EXTRACT.
-------------------------
The Small Model's Real Job Is Dispatch, Not Work

The 4 GB experiment ended on an honest wall: a small local model fits in a 4 GB laptop GPU and solves easy coding tasks, but it hits a ceiling on hard ones and cannot drive a native tool call at all. The natural reaction is to shrug and reach for a cloud model.

But that conclusion assumed the small model's job is to do the work. A reader pushed back with a better question: what if its job is to decide who does the work? Judging a task is cheaper than solving it. So we ran another experiment — same 4 GB laptop, same hidden-grader harness — to find two things: where a small model's limit actually is across general tasks, and whether a small model can earn its keep as a router instead of a worker.

The setup

The harness is the same one from the coding study: each task runs against a hidden grader, so every result is automated and reproducible. The new task suite is 48 general tasks — three domains (reasoning, extraction, writing) × four difficulty tiers (easy → extreme) × four tasks each — graded by exact answer, number match, JSON-field match, or a constraint checker (word counts, lipograms, acrostics). We ran six models × 48 tasks × 3 repetitions = 864 trials, plus a separate batch of open-ended writing prompts judged by hand.
-------------------------
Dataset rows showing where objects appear
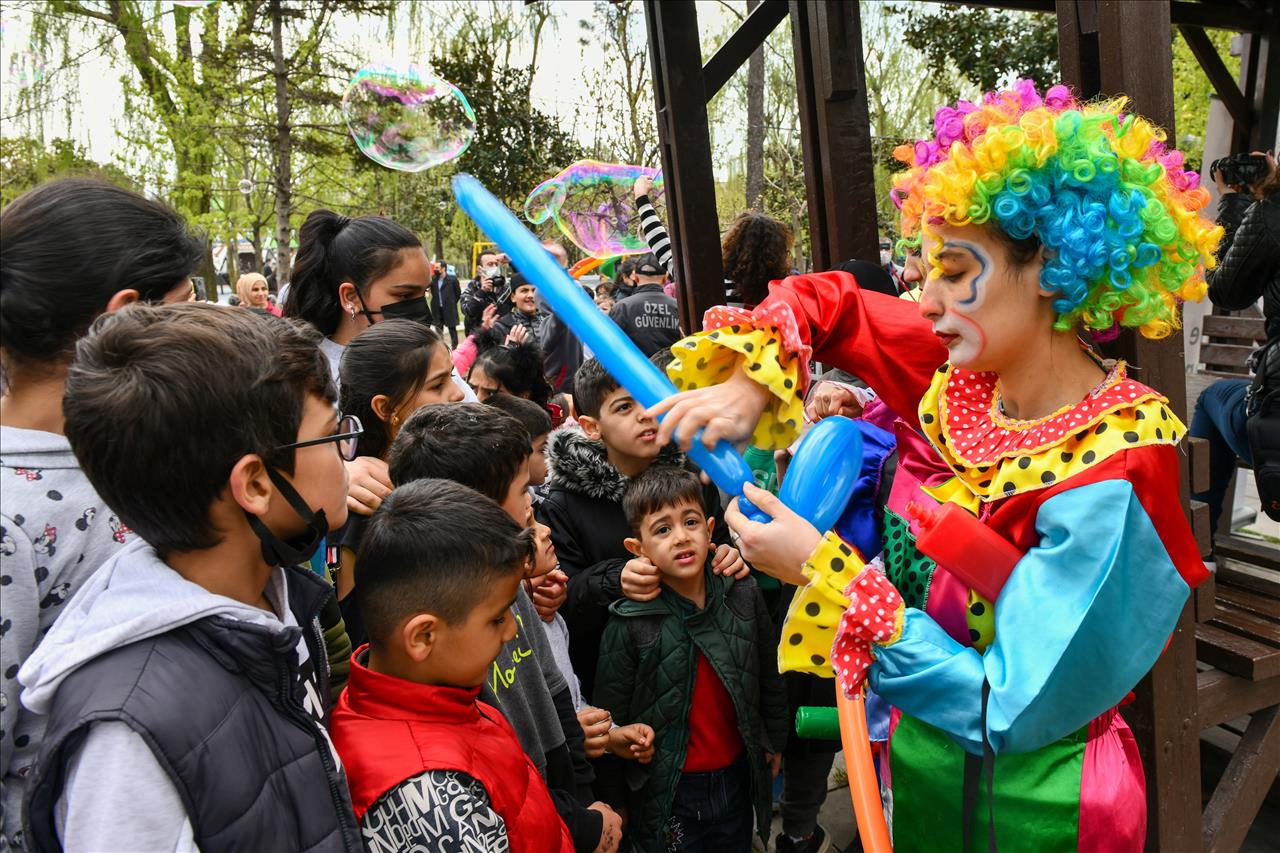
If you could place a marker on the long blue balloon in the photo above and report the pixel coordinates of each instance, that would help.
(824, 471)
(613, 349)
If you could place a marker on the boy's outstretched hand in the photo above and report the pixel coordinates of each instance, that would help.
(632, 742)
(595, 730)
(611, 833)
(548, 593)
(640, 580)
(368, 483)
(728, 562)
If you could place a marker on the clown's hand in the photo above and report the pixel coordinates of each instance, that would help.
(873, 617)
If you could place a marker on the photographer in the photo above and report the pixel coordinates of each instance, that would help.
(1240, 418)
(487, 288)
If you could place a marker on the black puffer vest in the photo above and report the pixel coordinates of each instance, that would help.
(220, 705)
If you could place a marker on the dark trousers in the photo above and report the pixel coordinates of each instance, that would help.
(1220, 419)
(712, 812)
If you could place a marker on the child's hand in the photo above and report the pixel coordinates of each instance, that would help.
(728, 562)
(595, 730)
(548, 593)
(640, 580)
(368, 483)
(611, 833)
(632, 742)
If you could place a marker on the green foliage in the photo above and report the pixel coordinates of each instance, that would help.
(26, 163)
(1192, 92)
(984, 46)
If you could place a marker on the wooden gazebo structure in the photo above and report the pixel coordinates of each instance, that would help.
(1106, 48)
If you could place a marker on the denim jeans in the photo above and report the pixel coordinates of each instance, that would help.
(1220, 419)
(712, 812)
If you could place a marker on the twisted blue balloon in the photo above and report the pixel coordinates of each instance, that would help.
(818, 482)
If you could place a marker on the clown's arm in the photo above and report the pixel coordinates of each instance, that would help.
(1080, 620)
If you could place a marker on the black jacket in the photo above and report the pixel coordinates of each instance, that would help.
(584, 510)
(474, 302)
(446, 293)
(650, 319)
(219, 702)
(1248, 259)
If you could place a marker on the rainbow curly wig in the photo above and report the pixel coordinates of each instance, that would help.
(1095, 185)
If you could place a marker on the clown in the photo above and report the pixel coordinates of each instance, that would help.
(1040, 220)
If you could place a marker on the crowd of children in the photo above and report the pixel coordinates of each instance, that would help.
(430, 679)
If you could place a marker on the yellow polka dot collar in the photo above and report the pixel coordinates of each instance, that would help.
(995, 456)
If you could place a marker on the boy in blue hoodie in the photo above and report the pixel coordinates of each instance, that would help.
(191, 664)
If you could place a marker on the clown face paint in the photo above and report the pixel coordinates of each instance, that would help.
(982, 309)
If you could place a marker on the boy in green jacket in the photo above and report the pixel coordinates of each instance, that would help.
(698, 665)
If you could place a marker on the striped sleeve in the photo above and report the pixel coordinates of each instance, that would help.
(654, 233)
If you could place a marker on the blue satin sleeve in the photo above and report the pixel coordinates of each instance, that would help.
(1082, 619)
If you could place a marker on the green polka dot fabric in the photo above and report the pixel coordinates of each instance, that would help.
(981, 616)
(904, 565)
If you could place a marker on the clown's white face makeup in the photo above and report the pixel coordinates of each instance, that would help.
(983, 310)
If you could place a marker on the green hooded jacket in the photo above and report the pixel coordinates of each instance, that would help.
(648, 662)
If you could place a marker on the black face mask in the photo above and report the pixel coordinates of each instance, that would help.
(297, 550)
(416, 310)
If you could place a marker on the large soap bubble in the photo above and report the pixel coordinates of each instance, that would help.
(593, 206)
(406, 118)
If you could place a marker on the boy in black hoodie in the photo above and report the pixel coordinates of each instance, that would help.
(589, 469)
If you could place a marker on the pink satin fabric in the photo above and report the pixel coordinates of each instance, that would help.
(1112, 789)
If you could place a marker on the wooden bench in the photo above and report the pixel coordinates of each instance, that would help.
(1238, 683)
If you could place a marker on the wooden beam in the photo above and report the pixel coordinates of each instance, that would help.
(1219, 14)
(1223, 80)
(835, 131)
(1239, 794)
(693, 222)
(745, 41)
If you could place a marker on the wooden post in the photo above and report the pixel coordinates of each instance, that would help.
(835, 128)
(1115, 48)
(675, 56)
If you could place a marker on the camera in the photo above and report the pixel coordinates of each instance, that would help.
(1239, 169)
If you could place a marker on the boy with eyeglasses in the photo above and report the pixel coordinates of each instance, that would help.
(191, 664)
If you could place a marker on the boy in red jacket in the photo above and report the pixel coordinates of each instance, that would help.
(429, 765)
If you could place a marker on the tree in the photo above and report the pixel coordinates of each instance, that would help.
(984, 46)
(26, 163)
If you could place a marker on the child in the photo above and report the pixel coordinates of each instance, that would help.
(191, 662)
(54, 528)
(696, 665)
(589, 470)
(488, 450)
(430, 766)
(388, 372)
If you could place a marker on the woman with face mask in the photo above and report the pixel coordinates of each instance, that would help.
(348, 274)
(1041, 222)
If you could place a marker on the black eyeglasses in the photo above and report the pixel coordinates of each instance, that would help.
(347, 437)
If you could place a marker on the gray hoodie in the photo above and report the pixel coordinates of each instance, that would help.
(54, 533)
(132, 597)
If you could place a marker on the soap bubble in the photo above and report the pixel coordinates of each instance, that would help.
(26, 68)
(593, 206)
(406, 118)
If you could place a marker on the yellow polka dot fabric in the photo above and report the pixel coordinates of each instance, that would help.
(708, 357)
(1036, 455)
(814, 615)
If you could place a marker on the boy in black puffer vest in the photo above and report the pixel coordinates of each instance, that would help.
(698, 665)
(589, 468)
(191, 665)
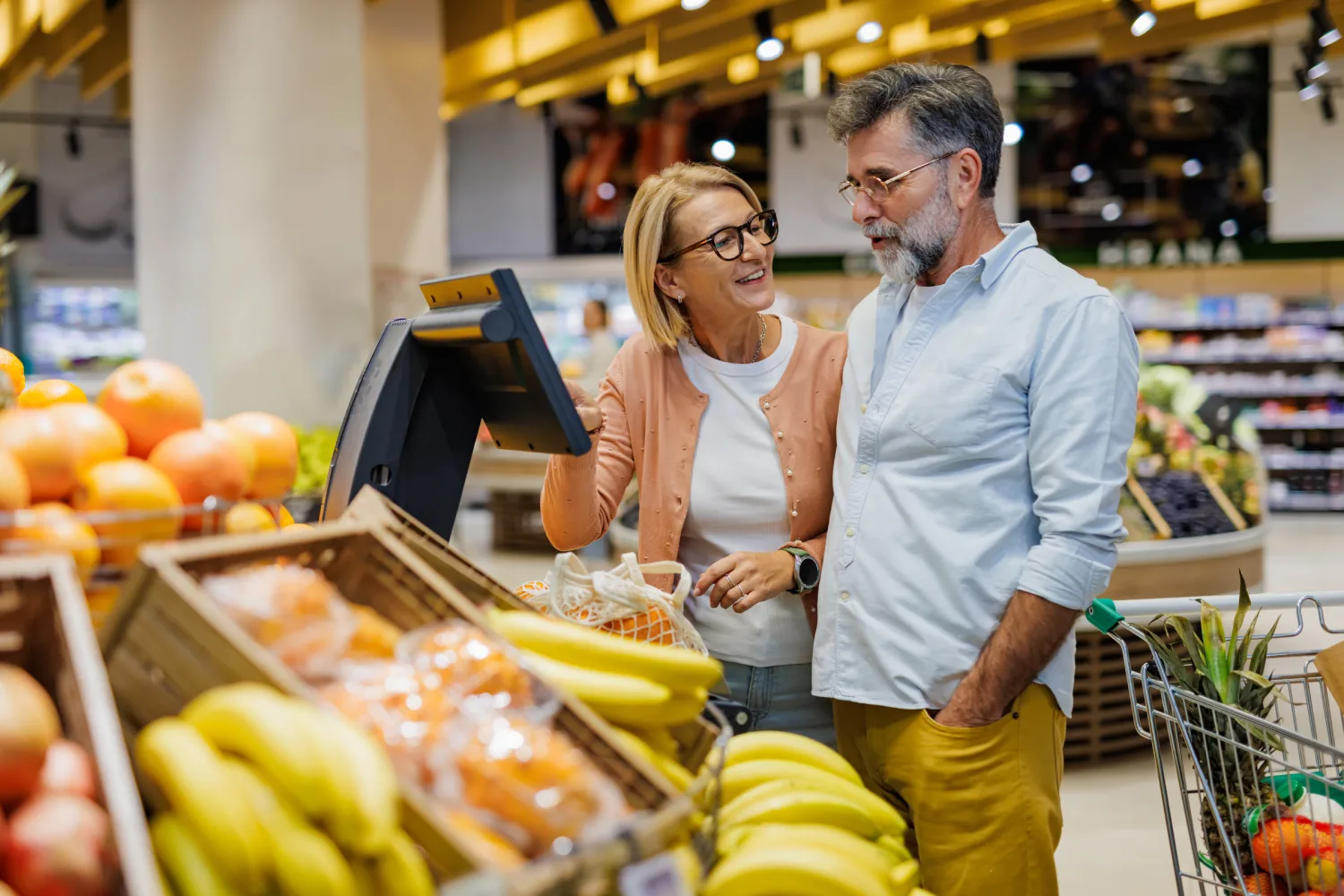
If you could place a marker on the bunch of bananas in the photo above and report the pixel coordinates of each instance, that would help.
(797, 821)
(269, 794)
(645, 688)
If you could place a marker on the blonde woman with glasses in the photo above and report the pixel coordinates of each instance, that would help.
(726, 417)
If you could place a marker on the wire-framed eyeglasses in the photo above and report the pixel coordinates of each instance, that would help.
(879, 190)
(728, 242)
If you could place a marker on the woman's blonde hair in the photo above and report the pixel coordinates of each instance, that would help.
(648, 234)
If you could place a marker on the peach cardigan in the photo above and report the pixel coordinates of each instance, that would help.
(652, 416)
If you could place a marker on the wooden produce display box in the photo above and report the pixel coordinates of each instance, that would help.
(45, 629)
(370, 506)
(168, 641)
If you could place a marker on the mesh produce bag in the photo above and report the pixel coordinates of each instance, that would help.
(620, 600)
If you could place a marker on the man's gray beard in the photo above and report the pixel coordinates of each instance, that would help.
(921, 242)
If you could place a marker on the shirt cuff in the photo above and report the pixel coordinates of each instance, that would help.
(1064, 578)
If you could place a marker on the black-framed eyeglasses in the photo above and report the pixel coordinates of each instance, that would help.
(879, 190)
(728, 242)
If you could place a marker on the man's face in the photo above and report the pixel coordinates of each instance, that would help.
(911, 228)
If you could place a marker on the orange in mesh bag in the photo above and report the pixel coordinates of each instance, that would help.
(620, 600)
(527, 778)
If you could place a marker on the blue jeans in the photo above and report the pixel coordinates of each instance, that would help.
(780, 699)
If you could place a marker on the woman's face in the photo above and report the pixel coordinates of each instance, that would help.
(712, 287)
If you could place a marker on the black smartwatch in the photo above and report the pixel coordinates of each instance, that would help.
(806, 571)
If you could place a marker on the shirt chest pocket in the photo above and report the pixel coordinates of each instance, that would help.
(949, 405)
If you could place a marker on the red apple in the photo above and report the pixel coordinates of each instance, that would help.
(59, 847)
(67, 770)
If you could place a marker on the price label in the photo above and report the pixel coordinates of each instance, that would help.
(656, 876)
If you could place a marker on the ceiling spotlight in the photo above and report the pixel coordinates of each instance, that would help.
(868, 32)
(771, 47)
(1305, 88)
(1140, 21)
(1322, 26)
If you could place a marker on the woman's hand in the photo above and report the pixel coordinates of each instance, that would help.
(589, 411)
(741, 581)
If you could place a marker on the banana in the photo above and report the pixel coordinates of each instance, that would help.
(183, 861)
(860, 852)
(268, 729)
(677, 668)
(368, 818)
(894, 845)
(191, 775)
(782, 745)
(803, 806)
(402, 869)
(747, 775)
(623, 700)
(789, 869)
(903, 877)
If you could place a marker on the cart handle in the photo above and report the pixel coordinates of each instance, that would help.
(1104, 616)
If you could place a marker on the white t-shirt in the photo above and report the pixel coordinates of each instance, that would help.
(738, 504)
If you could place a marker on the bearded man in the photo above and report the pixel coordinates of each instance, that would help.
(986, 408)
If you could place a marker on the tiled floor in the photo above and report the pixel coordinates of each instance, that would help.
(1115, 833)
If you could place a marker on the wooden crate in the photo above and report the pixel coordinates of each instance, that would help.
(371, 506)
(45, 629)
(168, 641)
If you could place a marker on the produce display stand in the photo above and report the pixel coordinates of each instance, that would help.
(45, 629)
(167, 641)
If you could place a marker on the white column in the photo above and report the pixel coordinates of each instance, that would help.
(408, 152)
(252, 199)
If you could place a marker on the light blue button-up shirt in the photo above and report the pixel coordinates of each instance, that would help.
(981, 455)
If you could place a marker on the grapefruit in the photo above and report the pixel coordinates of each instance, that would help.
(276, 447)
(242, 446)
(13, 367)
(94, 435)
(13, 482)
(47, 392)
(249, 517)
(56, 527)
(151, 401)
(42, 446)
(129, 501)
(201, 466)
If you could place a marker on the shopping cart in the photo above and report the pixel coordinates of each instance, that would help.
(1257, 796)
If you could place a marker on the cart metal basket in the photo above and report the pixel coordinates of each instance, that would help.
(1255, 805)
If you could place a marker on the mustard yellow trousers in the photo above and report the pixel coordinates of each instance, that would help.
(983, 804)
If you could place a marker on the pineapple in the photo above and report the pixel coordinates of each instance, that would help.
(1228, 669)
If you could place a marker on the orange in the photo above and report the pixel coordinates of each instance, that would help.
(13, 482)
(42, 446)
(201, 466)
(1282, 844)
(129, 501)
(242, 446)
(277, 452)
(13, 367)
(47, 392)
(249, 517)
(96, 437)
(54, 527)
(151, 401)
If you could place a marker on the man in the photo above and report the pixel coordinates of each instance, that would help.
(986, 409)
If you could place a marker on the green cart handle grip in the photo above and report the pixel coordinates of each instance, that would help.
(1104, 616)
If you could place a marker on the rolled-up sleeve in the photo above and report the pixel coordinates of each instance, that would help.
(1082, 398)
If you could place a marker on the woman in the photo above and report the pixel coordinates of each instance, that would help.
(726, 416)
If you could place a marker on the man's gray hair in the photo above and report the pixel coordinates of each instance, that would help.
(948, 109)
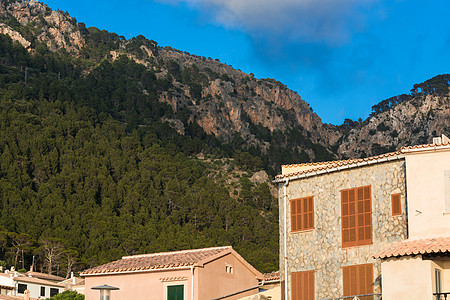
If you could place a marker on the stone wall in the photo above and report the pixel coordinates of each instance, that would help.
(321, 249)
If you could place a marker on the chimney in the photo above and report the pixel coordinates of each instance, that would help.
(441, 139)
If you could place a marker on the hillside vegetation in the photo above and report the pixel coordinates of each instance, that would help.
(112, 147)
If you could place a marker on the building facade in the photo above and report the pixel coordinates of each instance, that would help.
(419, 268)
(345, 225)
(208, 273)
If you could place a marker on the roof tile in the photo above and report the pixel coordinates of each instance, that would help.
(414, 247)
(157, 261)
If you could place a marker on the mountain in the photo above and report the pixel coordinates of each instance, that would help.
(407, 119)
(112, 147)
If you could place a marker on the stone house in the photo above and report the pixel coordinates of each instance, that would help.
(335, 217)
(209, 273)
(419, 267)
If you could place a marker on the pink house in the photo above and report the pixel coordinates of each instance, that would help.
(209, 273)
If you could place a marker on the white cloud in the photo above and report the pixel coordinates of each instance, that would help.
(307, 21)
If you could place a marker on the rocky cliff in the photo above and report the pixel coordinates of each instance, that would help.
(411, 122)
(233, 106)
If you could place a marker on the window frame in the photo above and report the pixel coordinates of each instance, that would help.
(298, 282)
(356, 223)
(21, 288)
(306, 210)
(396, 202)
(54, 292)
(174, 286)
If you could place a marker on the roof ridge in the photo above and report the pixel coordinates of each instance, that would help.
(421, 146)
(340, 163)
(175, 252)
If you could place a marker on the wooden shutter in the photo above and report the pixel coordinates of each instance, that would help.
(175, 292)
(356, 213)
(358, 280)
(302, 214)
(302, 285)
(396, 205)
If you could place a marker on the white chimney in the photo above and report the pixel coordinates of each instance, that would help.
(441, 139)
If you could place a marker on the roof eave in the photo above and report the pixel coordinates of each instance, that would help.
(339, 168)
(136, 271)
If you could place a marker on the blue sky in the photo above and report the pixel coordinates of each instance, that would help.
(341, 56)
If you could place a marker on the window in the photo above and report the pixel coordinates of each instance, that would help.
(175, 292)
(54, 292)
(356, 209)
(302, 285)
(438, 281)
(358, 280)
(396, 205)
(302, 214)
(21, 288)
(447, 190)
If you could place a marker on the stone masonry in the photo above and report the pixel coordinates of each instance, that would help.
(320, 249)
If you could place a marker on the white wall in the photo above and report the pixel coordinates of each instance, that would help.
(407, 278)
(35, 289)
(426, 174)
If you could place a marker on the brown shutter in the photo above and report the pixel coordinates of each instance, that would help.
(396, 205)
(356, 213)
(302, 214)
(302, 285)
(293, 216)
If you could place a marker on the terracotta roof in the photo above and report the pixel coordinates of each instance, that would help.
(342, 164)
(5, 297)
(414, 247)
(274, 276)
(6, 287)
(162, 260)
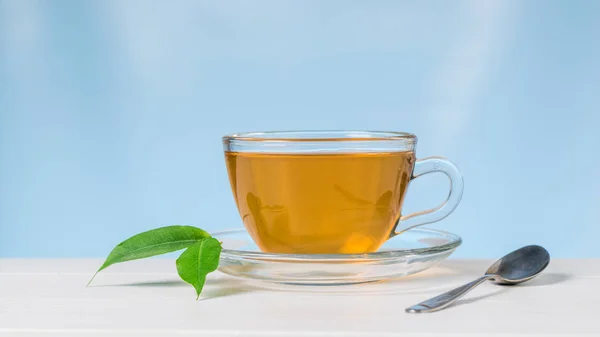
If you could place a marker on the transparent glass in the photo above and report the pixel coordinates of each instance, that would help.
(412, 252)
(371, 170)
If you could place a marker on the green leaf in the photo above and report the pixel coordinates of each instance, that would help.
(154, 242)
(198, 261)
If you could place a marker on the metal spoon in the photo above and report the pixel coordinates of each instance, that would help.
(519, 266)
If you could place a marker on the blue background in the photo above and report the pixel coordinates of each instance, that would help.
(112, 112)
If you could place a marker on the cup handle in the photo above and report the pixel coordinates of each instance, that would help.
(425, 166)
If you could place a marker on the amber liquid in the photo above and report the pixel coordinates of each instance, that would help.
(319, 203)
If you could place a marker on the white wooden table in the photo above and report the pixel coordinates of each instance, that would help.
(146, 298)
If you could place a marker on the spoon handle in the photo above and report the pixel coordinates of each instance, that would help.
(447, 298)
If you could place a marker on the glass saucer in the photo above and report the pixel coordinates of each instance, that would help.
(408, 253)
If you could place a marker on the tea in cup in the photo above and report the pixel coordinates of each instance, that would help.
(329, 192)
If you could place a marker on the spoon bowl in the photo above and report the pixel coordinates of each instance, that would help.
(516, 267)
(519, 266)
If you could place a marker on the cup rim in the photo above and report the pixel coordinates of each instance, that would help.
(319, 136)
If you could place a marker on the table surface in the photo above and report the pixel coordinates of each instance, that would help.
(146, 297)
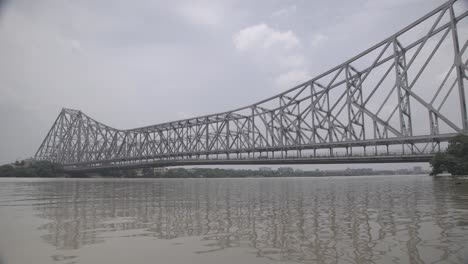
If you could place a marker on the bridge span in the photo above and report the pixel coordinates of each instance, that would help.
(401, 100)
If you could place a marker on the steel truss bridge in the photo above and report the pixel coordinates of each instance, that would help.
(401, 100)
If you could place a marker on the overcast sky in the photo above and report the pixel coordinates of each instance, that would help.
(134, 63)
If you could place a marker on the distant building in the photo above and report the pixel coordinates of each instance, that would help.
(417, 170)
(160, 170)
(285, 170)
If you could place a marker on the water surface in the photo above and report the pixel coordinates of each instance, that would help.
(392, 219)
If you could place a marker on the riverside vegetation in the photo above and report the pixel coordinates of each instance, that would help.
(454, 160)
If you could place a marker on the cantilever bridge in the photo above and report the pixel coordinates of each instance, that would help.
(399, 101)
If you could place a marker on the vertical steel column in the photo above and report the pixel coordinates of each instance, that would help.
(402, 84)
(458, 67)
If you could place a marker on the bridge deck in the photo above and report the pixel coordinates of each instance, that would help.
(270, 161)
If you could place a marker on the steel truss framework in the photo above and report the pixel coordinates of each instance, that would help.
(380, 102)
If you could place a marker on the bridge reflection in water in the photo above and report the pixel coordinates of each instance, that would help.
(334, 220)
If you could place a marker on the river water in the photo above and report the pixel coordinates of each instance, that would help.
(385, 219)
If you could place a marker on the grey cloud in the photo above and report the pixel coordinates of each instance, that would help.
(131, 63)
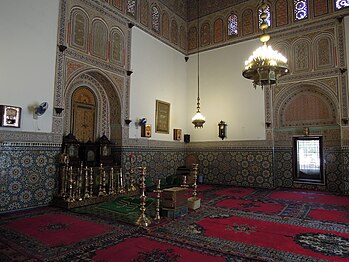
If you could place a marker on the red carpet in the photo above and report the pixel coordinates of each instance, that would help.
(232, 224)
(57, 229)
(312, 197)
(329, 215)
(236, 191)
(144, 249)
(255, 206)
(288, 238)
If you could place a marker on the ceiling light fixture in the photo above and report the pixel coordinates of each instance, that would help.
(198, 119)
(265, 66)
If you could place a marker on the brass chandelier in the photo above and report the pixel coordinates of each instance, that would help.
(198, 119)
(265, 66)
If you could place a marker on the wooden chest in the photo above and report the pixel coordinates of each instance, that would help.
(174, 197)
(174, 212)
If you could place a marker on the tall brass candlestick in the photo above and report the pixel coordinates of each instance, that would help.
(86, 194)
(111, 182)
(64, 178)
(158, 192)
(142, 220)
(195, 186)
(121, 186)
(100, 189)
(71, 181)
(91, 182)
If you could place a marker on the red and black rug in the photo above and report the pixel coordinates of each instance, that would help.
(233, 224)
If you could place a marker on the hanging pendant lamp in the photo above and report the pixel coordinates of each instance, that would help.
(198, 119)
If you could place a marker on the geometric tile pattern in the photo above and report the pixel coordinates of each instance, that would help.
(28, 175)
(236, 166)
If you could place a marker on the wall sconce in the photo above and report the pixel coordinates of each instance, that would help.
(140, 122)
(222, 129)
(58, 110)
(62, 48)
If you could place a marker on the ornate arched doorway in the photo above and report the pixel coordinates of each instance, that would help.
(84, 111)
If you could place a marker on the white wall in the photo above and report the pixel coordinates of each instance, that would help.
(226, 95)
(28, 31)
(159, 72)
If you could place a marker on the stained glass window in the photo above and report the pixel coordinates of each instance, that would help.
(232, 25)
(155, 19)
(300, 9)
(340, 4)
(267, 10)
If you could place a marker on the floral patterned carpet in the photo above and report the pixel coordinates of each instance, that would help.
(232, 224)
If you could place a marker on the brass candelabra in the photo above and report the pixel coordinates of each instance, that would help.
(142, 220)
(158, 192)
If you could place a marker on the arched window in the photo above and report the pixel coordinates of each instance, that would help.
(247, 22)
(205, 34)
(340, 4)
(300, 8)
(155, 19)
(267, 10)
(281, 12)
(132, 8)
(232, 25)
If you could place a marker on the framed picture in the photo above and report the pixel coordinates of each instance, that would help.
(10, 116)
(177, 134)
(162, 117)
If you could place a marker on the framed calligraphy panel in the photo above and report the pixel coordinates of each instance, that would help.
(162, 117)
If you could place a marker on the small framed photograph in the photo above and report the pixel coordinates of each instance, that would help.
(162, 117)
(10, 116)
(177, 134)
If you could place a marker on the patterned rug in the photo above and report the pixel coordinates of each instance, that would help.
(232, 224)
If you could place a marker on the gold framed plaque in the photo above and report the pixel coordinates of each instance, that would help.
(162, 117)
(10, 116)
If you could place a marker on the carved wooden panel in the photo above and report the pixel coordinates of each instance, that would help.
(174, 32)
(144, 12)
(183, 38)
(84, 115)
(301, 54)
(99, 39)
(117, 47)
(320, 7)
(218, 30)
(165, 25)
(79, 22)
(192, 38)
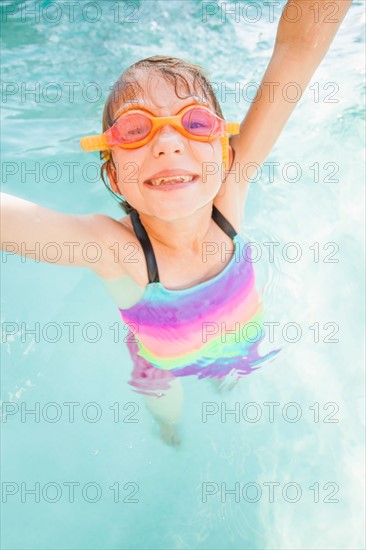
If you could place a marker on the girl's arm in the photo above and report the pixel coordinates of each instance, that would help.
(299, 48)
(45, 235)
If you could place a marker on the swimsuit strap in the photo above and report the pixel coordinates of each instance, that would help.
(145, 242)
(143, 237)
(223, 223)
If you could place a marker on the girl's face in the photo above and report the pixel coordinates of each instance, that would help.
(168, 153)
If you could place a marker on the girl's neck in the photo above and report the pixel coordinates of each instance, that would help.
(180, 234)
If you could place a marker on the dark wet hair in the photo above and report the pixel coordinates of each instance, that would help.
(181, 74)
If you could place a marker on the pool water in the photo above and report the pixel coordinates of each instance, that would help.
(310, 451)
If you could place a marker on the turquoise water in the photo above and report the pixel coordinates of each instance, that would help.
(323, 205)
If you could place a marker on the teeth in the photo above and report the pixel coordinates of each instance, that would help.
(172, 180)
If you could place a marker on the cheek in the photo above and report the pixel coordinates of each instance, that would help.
-------------------------
PROBLEMS.
a - Answer these questions about the article on small-model dispatch:
(i) What is the GPU memory of the laptop used in the experiments?
(ii) How many general tasks make up the new task suite?
(iii) How many trials were run in total?
b - Continue the article on small-model dispatch from where it stops.

PER-TASK OUTPUTS.
a -
(i) 4 GB
(ii) 48
(iii) 864

b -
A quick but important detour: our first run was contaminated by the grader, not the models. Tasks failed because a model answered $1,240.50 where the grader wanted 1240.50, or The Widget Pro where it wanted Widget Pro — correct extraction, punished for formatting. That is the same trap the coding study taught us to watch for, and a calibration pass caught it. We normalised currency, commas, and a leading article before comparison. Measure the capability, never the formatting.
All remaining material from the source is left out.